[Exercise details]
Exact copy, pictures excluded: please retype every record below.

(Exercise data begins)

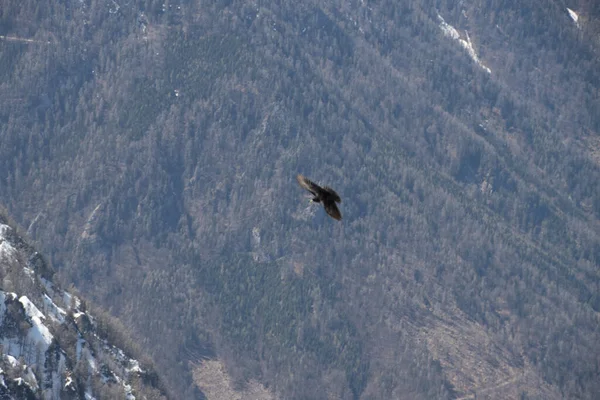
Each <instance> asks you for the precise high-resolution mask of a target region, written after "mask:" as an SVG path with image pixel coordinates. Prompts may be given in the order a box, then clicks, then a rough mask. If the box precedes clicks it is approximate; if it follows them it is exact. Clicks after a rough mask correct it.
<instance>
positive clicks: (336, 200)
mask: <svg viewBox="0 0 600 400" xmlns="http://www.w3.org/2000/svg"><path fill="white" fill-rule="evenodd" d="M323 190H324V191H326V192H327V194H328V195H329V197H331V199H332V200H333V201H335V202H336V203H341V202H342V199H341V198H340V195H339V194H337V193H336V192H335V190H333V189H332V188H330V187H329V186H324V187H323Z"/></svg>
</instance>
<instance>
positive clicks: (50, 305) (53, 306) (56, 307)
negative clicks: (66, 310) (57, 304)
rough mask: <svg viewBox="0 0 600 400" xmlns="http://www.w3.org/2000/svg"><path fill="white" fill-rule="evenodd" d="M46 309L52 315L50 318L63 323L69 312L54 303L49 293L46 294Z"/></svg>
mask: <svg viewBox="0 0 600 400" xmlns="http://www.w3.org/2000/svg"><path fill="white" fill-rule="evenodd" d="M43 301H44V311H45V312H46V313H47V314H48V315H49V316H50V318H51V319H52V320H54V321H56V322H60V323H61V324H62V323H63V322H65V317H64V316H65V315H67V312H66V311H65V310H63V309H62V308H60V307H59V306H57V305H56V304H54V302H53V301H52V299H51V298H50V297H48V295H47V294H44V297H43Z"/></svg>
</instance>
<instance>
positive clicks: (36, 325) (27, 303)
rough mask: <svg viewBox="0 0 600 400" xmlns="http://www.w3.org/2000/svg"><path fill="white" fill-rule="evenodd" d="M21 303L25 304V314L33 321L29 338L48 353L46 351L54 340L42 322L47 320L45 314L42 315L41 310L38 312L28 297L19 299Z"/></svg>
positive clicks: (35, 306)
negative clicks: (48, 346) (29, 299)
mask: <svg viewBox="0 0 600 400" xmlns="http://www.w3.org/2000/svg"><path fill="white" fill-rule="evenodd" d="M19 301H20V302H21V304H23V307H24V308H25V313H26V314H27V316H28V317H29V318H30V319H31V322H32V324H33V326H32V327H31V329H30V330H29V332H28V333H27V337H28V338H29V339H31V340H32V341H33V342H35V343H37V344H38V345H40V347H41V348H42V349H43V352H46V350H48V346H50V343H52V339H53V336H52V334H51V333H50V331H49V330H48V328H46V326H45V325H44V323H43V322H42V320H44V319H46V317H45V316H44V314H42V313H41V311H40V310H38V308H37V307H36V306H35V304H33V303H32V302H31V301H30V300H29V299H28V298H27V296H21V298H19Z"/></svg>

(Exercise data ends)

[Result]
Each <instance> asks you for the precise high-resolution mask of a target region, written after "mask:" as an SVG path with image pixel coordinates. Prompts may be given in the order a box, then clicks, then a rough mask. If the box precedes clicks it is approximate; if it follows them it is exact. Clicks after a rough mask correct it.
<instance>
positive clicks: (336, 200)
mask: <svg viewBox="0 0 600 400" xmlns="http://www.w3.org/2000/svg"><path fill="white" fill-rule="evenodd" d="M323 190H324V191H326V192H327V194H328V195H329V197H331V199H332V200H333V201H335V202H336V203H341V202H342V199H341V198H340V195H339V194H337V193H336V192H335V190H333V189H332V188H330V187H329V186H324V187H323Z"/></svg>
</instance>
<instance>
positive clicks: (50, 305) (53, 306) (56, 307)
negative clicks: (66, 310) (57, 304)
rough mask: <svg viewBox="0 0 600 400" xmlns="http://www.w3.org/2000/svg"><path fill="white" fill-rule="evenodd" d="M46 309L52 315L50 318L63 323L69 312L54 303L49 293L46 294Z"/></svg>
mask: <svg viewBox="0 0 600 400" xmlns="http://www.w3.org/2000/svg"><path fill="white" fill-rule="evenodd" d="M43 301H44V311H45V312H46V313H47V314H48V315H49V316H50V318H51V319H52V320H54V321H56V322H60V323H61V324H62V323H63V322H65V317H64V316H65V315H67V312H66V311H65V310H63V309H62V308H60V307H59V306H57V305H56V304H54V302H53V301H52V299H51V298H50V297H48V295H47V294H44V297H43Z"/></svg>
</instance>
<instance>
positive clicks: (36, 325) (27, 303)
rough mask: <svg viewBox="0 0 600 400" xmlns="http://www.w3.org/2000/svg"><path fill="white" fill-rule="evenodd" d="M21 303L25 304V314L33 321L29 338L48 353L46 351L54 340L42 322L47 320L45 314L42 315L41 310L38 312L28 297L19 299Z"/></svg>
positive clicks: (35, 306)
negative clicks: (48, 346) (29, 299)
mask: <svg viewBox="0 0 600 400" xmlns="http://www.w3.org/2000/svg"><path fill="white" fill-rule="evenodd" d="M19 301H20V302H21V304H23V307H24V308H25V313H26V314H27V316H28V317H29V318H30V319H31V322H32V324H33V326H32V327H31V329H30V330H29V332H28V333H27V337H28V338H29V339H31V340H32V341H33V342H35V343H37V344H38V345H40V347H41V348H42V349H43V352H46V350H48V346H50V343H52V339H53V336H52V334H51V333H50V331H49V330H48V328H46V326H45V325H44V323H43V322H42V320H44V319H46V317H45V316H44V314H42V313H41V311H40V310H38V308H37V307H36V306H35V304H33V303H32V302H31V301H30V300H29V299H28V298H27V296H21V298H19Z"/></svg>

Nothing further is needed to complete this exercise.